━━━━━ EXTRACTED DATA ━━━━━

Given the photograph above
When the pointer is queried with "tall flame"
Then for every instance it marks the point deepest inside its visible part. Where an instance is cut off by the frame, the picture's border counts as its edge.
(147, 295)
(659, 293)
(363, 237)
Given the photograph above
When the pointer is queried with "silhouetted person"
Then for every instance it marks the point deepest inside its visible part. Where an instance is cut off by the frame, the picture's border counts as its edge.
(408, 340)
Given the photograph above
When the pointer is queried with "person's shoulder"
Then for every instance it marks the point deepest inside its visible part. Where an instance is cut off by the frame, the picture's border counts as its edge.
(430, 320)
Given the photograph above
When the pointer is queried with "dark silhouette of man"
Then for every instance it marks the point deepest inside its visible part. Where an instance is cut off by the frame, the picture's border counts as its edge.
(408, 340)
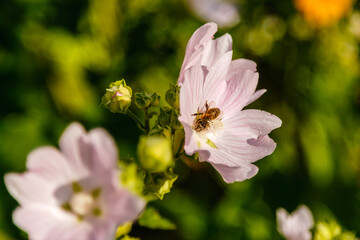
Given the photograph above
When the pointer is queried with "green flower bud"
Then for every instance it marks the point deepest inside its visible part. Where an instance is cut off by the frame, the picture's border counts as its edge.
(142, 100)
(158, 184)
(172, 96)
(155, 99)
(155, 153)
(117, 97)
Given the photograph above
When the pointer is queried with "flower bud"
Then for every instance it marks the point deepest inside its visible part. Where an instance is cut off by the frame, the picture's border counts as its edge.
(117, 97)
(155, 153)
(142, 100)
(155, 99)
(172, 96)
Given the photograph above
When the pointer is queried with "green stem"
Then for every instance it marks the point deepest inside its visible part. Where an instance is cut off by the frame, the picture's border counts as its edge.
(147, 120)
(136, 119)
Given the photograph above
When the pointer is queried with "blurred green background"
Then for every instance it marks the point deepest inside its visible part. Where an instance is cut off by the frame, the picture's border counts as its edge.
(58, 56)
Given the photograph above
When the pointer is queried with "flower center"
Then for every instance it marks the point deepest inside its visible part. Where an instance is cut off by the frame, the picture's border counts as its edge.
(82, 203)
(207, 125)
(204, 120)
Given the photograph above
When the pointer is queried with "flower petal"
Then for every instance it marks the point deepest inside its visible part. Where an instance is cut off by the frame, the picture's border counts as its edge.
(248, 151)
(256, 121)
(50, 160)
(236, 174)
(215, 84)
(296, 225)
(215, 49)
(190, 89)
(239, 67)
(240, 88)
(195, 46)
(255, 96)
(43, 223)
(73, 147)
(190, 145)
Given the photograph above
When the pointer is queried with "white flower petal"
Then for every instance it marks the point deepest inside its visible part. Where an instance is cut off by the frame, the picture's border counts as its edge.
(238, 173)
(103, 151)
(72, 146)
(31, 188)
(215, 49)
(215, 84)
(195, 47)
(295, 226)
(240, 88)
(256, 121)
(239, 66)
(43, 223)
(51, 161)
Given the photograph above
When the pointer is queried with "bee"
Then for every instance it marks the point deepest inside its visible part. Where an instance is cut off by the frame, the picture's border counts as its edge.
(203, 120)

━━━━━
━━━━━ EXTRACTED DATA ━━━━━

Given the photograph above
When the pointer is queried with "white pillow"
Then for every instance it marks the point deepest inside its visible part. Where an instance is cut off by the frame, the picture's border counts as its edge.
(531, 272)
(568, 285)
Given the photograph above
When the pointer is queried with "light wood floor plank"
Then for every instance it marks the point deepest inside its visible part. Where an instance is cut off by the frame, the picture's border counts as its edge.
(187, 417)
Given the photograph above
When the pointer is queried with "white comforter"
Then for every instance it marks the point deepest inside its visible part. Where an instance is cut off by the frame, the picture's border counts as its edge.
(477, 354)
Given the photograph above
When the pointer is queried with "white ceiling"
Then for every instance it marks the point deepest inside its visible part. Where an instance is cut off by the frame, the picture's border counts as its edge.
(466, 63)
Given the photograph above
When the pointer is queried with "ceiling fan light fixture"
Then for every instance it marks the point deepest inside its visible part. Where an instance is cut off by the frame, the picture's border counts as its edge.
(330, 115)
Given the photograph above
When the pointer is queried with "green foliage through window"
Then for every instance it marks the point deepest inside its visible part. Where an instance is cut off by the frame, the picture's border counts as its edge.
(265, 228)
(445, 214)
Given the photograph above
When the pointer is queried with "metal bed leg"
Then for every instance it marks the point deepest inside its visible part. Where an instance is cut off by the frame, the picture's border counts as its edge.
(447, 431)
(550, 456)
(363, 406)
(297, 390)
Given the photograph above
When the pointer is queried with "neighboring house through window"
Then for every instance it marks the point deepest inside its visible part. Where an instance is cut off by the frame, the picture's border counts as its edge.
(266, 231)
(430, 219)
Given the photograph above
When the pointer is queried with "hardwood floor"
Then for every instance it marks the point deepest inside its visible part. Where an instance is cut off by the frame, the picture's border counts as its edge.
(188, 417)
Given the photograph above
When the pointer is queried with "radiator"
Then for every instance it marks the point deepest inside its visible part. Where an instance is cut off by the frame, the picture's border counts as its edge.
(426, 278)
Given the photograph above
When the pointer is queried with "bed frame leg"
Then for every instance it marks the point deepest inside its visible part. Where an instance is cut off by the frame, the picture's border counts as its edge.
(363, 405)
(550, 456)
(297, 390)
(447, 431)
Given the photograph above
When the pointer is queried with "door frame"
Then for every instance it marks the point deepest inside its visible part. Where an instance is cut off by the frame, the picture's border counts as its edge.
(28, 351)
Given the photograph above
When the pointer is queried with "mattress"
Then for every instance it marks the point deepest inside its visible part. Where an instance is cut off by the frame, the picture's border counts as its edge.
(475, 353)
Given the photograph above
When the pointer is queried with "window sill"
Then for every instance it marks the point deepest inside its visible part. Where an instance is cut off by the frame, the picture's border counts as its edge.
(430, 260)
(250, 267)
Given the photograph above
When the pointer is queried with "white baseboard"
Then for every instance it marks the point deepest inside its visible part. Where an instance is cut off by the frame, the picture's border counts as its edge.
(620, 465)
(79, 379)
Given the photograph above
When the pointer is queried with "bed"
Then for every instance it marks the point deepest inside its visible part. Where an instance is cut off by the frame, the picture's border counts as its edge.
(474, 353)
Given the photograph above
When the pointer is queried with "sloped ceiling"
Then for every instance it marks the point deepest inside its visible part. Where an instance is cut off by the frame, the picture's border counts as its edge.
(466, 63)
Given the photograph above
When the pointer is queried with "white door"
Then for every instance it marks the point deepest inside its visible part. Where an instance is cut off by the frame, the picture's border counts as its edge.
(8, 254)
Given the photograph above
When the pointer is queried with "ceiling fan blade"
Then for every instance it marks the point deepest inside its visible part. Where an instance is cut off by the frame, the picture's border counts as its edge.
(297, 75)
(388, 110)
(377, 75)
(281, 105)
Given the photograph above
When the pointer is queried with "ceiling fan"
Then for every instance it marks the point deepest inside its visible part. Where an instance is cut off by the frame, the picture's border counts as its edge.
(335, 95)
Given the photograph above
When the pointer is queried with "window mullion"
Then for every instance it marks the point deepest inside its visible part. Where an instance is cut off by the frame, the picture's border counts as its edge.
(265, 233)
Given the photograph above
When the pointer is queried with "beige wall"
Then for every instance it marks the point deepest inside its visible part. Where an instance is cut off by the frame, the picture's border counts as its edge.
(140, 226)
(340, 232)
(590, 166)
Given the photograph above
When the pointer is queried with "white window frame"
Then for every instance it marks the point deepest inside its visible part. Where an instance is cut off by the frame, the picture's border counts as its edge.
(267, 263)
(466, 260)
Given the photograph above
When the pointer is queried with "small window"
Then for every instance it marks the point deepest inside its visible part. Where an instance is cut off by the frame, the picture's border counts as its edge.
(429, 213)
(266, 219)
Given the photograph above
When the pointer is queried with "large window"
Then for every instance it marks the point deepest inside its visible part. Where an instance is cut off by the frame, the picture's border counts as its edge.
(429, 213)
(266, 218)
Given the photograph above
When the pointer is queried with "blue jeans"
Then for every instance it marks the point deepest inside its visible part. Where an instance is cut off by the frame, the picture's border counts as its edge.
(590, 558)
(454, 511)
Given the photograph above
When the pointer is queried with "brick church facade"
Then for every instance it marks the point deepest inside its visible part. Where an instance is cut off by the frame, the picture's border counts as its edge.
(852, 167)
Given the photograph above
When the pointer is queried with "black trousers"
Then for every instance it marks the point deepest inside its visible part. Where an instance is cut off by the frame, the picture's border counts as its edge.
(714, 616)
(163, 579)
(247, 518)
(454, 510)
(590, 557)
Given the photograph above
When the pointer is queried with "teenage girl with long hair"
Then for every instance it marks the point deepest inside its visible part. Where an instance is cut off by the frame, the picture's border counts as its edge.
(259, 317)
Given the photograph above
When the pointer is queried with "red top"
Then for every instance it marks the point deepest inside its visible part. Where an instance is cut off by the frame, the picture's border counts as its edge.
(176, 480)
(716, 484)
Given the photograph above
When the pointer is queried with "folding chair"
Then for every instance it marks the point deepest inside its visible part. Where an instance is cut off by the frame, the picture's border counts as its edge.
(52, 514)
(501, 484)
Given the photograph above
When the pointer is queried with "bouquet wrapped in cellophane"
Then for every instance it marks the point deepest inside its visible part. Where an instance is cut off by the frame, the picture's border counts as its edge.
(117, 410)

━━━━━

Gather from the records above every line containing the string "ceiling".

When the pointer is queried with "white ceiling"
When the pointer is queried with "ceiling fan light fixture"
When the pointer is queried with "sloped ceiling"
When the pointer is queried with "ceiling fan blade"
When the pointer is queried with "ceiling fan"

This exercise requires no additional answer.